[start]

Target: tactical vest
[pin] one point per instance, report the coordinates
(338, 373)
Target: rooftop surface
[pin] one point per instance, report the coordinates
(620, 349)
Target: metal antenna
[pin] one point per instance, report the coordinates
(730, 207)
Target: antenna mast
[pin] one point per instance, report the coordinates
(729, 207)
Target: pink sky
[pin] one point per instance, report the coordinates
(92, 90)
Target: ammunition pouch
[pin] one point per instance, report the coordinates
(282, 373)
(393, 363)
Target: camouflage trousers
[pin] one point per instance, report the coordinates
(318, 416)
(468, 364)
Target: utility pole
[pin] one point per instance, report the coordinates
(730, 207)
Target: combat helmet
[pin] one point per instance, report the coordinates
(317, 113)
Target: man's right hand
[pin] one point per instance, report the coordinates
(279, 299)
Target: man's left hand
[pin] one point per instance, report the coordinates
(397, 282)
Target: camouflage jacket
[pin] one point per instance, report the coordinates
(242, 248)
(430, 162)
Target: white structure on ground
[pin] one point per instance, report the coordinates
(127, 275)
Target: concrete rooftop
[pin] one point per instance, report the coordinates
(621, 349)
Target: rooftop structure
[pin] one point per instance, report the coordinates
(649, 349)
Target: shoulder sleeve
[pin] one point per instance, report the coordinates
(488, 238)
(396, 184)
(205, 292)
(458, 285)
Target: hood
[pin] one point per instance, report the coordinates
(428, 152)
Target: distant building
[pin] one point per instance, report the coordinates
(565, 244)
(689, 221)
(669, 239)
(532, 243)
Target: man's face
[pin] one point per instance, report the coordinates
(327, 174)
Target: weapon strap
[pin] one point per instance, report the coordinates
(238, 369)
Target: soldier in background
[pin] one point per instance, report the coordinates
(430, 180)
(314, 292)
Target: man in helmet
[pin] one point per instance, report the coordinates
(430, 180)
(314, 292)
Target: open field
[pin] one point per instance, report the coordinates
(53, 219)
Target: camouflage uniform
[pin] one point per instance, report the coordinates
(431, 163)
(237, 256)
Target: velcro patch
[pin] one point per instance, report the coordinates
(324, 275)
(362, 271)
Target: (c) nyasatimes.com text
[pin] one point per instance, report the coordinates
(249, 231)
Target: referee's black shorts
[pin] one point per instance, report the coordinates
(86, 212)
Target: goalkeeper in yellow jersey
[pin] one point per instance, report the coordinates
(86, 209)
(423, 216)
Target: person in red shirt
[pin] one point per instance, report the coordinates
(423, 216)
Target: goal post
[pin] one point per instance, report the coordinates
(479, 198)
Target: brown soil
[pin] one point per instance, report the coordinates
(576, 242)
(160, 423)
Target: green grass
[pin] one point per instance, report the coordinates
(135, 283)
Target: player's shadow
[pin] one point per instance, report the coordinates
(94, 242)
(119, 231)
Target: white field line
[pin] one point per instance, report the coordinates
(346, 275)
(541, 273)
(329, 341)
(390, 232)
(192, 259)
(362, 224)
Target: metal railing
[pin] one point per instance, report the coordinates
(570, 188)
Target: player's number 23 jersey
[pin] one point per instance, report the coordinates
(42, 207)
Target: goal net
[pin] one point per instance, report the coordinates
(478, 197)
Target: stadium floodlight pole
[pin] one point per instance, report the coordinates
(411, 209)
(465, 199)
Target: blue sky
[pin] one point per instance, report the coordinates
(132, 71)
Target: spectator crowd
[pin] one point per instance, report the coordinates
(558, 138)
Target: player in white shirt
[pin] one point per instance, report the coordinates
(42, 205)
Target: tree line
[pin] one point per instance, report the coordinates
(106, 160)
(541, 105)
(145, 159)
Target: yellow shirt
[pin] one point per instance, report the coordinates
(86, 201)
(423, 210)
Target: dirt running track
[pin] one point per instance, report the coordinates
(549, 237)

[end]

Given request
Reproduce every line of the material above exactly.

The response
Target: tactical vest
[pin] one point per instance, report the coordinates
(338, 373)
Target: rooftop surface
[pin] one point per instance, report the coordinates
(620, 349)
Target: metal antenna
[pin] one point per instance, report the coordinates
(730, 207)
Target: antenna mast
[pin] one point per instance, report the coordinates
(729, 207)
Target: pink sky
[pin] one point per instance, report the coordinates
(92, 90)
Target: ammunition pouch
[pin] one point per instance, report the coordinates
(282, 373)
(393, 363)
Target: camouflage trousers
[pin] one point per instance, report the coordinates
(318, 416)
(468, 364)
Target: utility pole
[pin] one point per instance, report the coordinates
(730, 207)
Target: combat helmet
[pin] one point per instance, report the coordinates
(317, 113)
Target: man's right hand
[pin] one point per instance, report the coordinates
(279, 299)
Target: man's left hand
[pin] one point per instance, report the coordinates
(397, 282)
Target: camouflage jacket
[pin] one point per instance, report the coordinates
(242, 248)
(430, 162)
Target: white structure on ground
[pin] one point per instance, report the coordinates
(127, 275)
Target: concrete rooftop
[pin] one point per instance, report the coordinates
(621, 349)
Target: rooftop structure
[pin] one point per instance, report the coordinates
(649, 349)
Target: shoulder sleeve
[pin] one point per instance, report the coordinates
(488, 238)
(396, 184)
(205, 292)
(458, 285)
Target: hood
[pin] one point per instance, report the coordinates
(428, 152)
Target: distant building
[pin] one point per instance, report the coordinates
(565, 244)
(689, 221)
(669, 239)
(532, 243)
Target: man's face
[pin] one point per instance, report the coordinates
(327, 174)
Target: weapon strap
[pin] one point per instance, report the coordinates
(238, 369)
Target: soldier in background
[pin] one point per instance, report the coordinates
(430, 180)
(314, 292)
Target: man in helmet
[pin] one point per instance, report the coordinates
(430, 180)
(314, 292)
Target: open field
[pin] one point per instance, report the coordinates
(53, 219)
Target: camouflage uniform
[pin] one point per instance, report the coordinates
(431, 163)
(237, 256)
Target: velcro patch
[pin] one point per instance, report the coordinates
(324, 275)
(362, 271)
Target: (c) nyasatimes.com text
[pin] one point per instance, report the coordinates
(249, 231)
Target: referee's black shorts
[pin] one point per instance, report the coordinates
(86, 212)
Target: goalkeeper in yellow jersey
[pin] one point per instance, report the coordinates
(86, 209)
(423, 216)
Target: person in red shirt
[pin] one point per instance, report the coordinates
(423, 216)
Target: goal post
[pin] one point per instance, report the coordinates
(479, 198)
Target: brown soil
[pin] one point per instance, report the coordinates
(576, 242)
(160, 423)
Target: green grass
[pin] one point per instance, report the coordinates
(135, 283)
Target: player's shadow
[pin] one point per instance, report the coordinates
(94, 242)
(119, 231)
Target: white field line
[pin] one point per instance, report the coordinates
(346, 275)
(541, 273)
(329, 341)
(390, 232)
(192, 259)
(362, 224)
Target: metal railing
[pin] one point per instance, report the coordinates
(570, 188)
Target: player's number 23 jersey
[pin] one point per instance, report the coordinates
(42, 207)
Target: goal net
[pin] one point per instance, report the coordinates
(478, 197)
Target: stadium floodlight pole
[pin] one point per instance, report the coordinates
(411, 209)
(465, 199)
Target: blue sky
[pin] one point per instance, report the coordinates
(132, 71)
Target: spectator crowd
[pin] one point per instance, report the coordinates
(558, 138)
Target: player in white shirt
[pin] one point per instance, report the coordinates
(42, 205)
Target: tree line
[pin] one point per instance, report the coordinates
(106, 160)
(541, 105)
(145, 159)
Target: yellow shirt
[pin] one point per instance, report the coordinates
(86, 201)
(423, 210)
Target: dirt running track
[pin] one point per instance, report the coordinates
(549, 237)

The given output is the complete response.